(Excerpts from location labeling data)
--- begin ---

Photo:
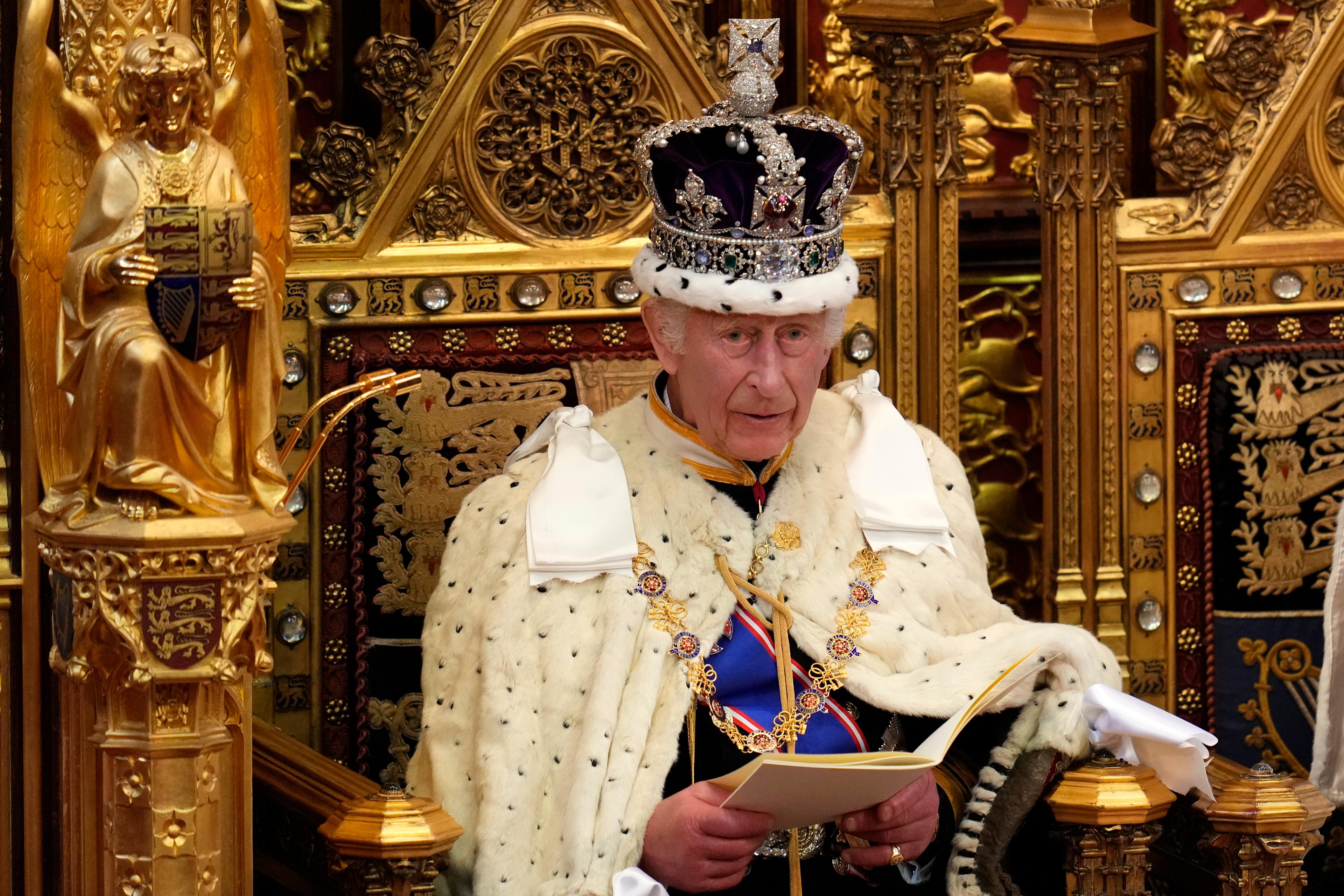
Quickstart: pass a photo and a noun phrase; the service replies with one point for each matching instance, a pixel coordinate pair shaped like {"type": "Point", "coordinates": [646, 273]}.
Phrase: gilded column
{"type": "Point", "coordinates": [1080, 56]}
{"type": "Point", "coordinates": [1108, 813]}
{"type": "Point", "coordinates": [163, 496]}
{"type": "Point", "coordinates": [917, 50]}
{"type": "Point", "coordinates": [156, 628]}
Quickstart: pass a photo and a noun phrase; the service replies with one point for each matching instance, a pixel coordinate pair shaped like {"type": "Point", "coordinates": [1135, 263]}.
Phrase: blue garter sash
{"type": "Point", "coordinates": [748, 688]}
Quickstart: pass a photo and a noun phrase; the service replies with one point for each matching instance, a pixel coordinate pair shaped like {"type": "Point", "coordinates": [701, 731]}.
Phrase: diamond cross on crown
{"type": "Point", "coordinates": [753, 45]}
{"type": "Point", "coordinates": [753, 59]}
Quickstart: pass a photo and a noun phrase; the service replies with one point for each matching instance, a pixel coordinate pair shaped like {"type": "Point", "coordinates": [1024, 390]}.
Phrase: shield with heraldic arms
{"type": "Point", "coordinates": [200, 252]}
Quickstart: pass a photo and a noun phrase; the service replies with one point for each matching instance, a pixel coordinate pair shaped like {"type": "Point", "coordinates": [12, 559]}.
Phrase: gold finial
{"type": "Point", "coordinates": [1262, 801]}
{"type": "Point", "coordinates": [390, 825]}
{"type": "Point", "coordinates": [1107, 790]}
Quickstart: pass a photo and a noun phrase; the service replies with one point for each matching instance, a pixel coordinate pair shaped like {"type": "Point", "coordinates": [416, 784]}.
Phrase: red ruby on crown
{"type": "Point", "coordinates": [779, 207]}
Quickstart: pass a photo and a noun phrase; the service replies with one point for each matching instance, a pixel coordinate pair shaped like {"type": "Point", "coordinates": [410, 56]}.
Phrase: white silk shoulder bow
{"type": "Point", "coordinates": [579, 515]}
{"type": "Point", "coordinates": [889, 475]}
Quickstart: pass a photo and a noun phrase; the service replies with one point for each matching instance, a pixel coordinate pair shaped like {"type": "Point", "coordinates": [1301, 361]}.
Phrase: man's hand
{"type": "Point", "coordinates": [908, 821]}
{"type": "Point", "coordinates": [132, 268]}
{"type": "Point", "coordinates": [693, 844]}
{"type": "Point", "coordinates": [246, 292]}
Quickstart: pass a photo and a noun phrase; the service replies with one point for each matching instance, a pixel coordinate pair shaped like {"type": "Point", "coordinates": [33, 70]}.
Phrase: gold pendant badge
{"type": "Point", "coordinates": [787, 537]}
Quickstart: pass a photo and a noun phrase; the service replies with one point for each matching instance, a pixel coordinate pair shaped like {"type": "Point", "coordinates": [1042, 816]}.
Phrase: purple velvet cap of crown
{"type": "Point", "coordinates": [732, 176]}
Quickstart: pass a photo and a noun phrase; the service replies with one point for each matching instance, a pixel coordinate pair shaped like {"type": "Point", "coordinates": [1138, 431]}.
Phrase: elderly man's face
{"type": "Point", "coordinates": [745, 382]}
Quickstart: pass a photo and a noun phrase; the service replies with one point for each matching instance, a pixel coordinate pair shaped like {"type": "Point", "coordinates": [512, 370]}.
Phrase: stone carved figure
{"type": "Point", "coordinates": [126, 422]}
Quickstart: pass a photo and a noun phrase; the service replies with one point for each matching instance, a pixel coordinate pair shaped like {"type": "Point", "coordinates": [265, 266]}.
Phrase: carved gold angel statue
{"type": "Point", "coordinates": [127, 420]}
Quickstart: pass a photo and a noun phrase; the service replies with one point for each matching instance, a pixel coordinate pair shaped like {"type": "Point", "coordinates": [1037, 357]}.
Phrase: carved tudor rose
{"type": "Point", "coordinates": [1191, 151]}
{"type": "Point", "coordinates": [1244, 59]}
{"type": "Point", "coordinates": [555, 138]}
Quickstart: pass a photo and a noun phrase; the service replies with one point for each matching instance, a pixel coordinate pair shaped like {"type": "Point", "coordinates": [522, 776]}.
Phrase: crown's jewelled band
{"type": "Point", "coordinates": [768, 260]}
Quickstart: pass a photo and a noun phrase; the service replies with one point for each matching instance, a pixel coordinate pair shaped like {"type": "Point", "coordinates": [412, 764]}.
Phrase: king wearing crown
{"type": "Point", "coordinates": [733, 564]}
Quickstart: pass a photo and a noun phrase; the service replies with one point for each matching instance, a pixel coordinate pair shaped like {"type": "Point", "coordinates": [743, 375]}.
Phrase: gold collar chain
{"type": "Point", "coordinates": [851, 620]}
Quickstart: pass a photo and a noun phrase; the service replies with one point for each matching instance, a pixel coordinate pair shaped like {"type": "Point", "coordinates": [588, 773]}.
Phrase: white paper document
{"type": "Point", "coordinates": [810, 789]}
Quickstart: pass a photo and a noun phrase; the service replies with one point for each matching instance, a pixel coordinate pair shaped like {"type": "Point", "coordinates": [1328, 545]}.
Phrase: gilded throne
{"type": "Point", "coordinates": [1147, 407]}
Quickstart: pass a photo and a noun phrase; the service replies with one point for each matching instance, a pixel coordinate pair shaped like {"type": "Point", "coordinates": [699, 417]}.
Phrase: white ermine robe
{"type": "Point", "coordinates": [553, 713]}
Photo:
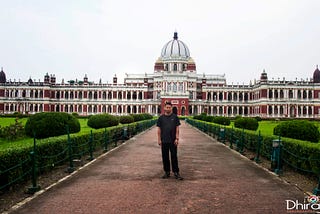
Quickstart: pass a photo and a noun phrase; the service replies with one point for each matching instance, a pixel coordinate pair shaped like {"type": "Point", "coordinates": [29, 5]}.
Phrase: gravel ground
{"type": "Point", "coordinates": [306, 183]}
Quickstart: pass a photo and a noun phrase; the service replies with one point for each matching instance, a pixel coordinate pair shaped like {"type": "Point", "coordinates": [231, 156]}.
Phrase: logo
{"type": "Point", "coordinates": [310, 204]}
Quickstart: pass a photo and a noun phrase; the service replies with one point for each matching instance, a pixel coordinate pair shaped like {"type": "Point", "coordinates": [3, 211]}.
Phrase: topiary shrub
{"type": "Point", "coordinates": [102, 121]}
{"type": "Point", "coordinates": [147, 116]}
{"type": "Point", "coordinates": [246, 123]}
{"type": "Point", "coordinates": [221, 120]}
{"type": "Point", "coordinates": [126, 119]}
{"type": "Point", "coordinates": [298, 129]}
{"type": "Point", "coordinates": [137, 117]}
{"type": "Point", "coordinates": [49, 124]}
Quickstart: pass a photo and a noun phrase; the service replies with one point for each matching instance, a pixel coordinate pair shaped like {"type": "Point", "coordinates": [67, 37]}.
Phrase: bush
{"type": "Point", "coordinates": [202, 116]}
{"type": "Point", "coordinates": [49, 124]}
{"type": "Point", "coordinates": [246, 123]}
{"type": "Point", "coordinates": [126, 119]}
{"type": "Point", "coordinates": [221, 120]}
{"type": "Point", "coordinates": [298, 129]}
{"type": "Point", "coordinates": [13, 131]}
{"type": "Point", "coordinates": [102, 121]}
{"type": "Point", "coordinates": [147, 116]}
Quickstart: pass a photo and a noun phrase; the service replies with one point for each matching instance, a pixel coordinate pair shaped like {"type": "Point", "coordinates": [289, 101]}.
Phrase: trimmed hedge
{"type": "Point", "coordinates": [221, 120]}
{"type": "Point", "coordinates": [301, 155]}
{"type": "Point", "coordinates": [298, 129]}
{"type": "Point", "coordinates": [125, 119]}
{"type": "Point", "coordinates": [102, 121]}
{"type": "Point", "coordinates": [16, 163]}
{"type": "Point", "coordinates": [50, 124]}
{"type": "Point", "coordinates": [246, 123]}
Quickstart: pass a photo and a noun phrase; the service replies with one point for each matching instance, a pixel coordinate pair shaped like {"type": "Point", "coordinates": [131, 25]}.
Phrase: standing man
{"type": "Point", "coordinates": [168, 138]}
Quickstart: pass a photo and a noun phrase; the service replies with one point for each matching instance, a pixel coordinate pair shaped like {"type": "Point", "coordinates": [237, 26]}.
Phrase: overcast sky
{"type": "Point", "coordinates": [101, 38]}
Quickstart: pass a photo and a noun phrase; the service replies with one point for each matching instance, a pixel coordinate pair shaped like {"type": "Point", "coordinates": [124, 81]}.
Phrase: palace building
{"type": "Point", "coordinates": [174, 79]}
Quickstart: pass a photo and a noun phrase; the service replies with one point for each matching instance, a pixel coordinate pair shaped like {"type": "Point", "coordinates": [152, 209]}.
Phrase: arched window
{"type": "Point", "coordinates": [175, 67]}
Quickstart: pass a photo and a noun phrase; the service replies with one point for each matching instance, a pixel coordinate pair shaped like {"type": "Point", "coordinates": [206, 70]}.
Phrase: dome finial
{"type": "Point", "coordinates": [175, 35]}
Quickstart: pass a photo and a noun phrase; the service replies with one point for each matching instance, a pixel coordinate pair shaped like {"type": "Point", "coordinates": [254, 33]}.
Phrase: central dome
{"type": "Point", "coordinates": [175, 49]}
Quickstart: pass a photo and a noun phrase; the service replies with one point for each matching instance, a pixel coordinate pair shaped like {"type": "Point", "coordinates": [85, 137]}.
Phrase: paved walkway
{"type": "Point", "coordinates": [127, 180]}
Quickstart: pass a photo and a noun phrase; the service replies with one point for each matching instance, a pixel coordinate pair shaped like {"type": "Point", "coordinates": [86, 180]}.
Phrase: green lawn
{"type": "Point", "coordinates": [27, 141]}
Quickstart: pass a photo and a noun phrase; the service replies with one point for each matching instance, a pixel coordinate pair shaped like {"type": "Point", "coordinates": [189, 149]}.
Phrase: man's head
{"type": "Point", "coordinates": [167, 108]}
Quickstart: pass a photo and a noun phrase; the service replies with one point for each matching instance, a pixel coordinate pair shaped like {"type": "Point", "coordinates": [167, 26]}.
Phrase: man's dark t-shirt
{"type": "Point", "coordinates": [168, 124]}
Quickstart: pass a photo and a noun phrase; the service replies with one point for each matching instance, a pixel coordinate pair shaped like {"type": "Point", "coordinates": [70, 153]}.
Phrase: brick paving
{"type": "Point", "coordinates": [127, 180]}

--- end ---

• [DIRECTION] How many lines of the material contain the string "gilded", with uppercase and lowercase treated as different? Reply with the number alone.

• [TASK RESULT] 2